▶ Records to use:
***

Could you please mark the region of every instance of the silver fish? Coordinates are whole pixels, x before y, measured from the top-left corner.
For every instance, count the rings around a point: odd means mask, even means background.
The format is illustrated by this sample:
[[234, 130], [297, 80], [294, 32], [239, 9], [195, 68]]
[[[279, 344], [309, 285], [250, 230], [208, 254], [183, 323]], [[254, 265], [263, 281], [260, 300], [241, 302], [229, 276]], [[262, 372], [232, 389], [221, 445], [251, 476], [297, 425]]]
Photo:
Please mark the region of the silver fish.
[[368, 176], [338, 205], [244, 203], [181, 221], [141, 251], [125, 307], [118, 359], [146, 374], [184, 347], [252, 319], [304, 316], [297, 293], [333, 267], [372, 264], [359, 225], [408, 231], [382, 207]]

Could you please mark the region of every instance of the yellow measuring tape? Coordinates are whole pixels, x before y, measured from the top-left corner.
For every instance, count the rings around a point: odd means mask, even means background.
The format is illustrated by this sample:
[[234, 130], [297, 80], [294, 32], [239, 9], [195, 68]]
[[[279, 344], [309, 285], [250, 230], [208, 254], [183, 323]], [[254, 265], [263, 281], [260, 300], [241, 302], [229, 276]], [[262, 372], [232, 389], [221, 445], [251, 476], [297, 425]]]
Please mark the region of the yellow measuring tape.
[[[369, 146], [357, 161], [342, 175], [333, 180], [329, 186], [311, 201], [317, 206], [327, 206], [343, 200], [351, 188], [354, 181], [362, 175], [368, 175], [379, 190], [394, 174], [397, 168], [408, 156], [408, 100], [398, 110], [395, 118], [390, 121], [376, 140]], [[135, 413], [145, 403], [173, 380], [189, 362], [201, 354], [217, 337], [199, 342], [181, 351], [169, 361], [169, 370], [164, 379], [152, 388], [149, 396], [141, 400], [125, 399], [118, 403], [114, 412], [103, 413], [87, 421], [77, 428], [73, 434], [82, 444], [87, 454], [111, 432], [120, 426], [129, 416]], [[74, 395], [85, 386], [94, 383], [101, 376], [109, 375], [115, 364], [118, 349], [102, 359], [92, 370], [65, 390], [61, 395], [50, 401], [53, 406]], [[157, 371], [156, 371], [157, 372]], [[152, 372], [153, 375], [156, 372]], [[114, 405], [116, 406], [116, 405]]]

***

▶ Short exercise: Print the entire listing above again, line for line, with every character unchanged.

▶ Complete output:
Could you please mark the region of every instance of the silver fish? Coordinates are whole pixels, x before y, measured from the top-left corner.
For every instance, count the rings around a point: odd means mask, even means background.
The format is illustrated by this sample:
[[234, 130], [297, 80], [294, 32], [239, 9], [195, 68]]
[[[279, 344], [309, 285], [250, 230], [208, 254], [183, 323]], [[254, 265], [263, 281], [260, 300], [241, 302], [229, 276]], [[262, 372], [232, 389], [221, 445], [251, 476], [297, 425]]]
Photo:
Please mark the region of the silver fish.
[[368, 176], [338, 205], [244, 203], [181, 221], [141, 251], [125, 307], [118, 359], [146, 374], [184, 347], [252, 319], [304, 316], [297, 293], [333, 267], [372, 264], [359, 225], [408, 231], [382, 207]]

Could you please mark the region of every instance of the yellow measuring tape? Coordinates are whole pixels, x before y, measured from the top-left corner.
For every instance, count the rings around a point: odd means mask, even means background.
The format is illustrated by this sample:
[[234, 130], [297, 80], [294, 32], [239, 9], [195, 68]]
[[[279, 344], [309, 285], [250, 230], [208, 254], [183, 323]], [[254, 265], [263, 281], [260, 300], [241, 302], [229, 276]], [[262, 372], [232, 389], [221, 445], [251, 476], [297, 425]]]
Please mark the region of the yellow measuring tape.
[[[369, 146], [357, 161], [342, 175], [333, 180], [329, 186], [311, 201], [317, 206], [327, 206], [343, 200], [351, 188], [354, 181], [362, 175], [368, 175], [379, 190], [394, 174], [397, 168], [408, 156], [408, 100], [398, 110], [395, 118], [390, 121], [376, 140]], [[135, 413], [145, 403], [173, 380], [189, 362], [201, 354], [217, 337], [199, 342], [181, 351], [169, 361], [169, 370], [164, 379], [152, 388], [149, 396], [141, 400], [125, 399], [118, 403], [114, 412], [103, 413], [87, 421], [77, 428], [73, 434], [82, 444], [87, 454], [111, 432], [120, 426], [129, 416]], [[74, 395], [85, 386], [94, 383], [101, 376], [109, 375], [115, 364], [118, 349], [102, 359], [92, 370], [65, 390], [61, 395], [50, 401], [53, 406]], [[157, 371], [156, 371], [157, 372]], [[152, 372], [153, 375], [156, 372]], [[114, 405], [116, 406], [116, 405]]]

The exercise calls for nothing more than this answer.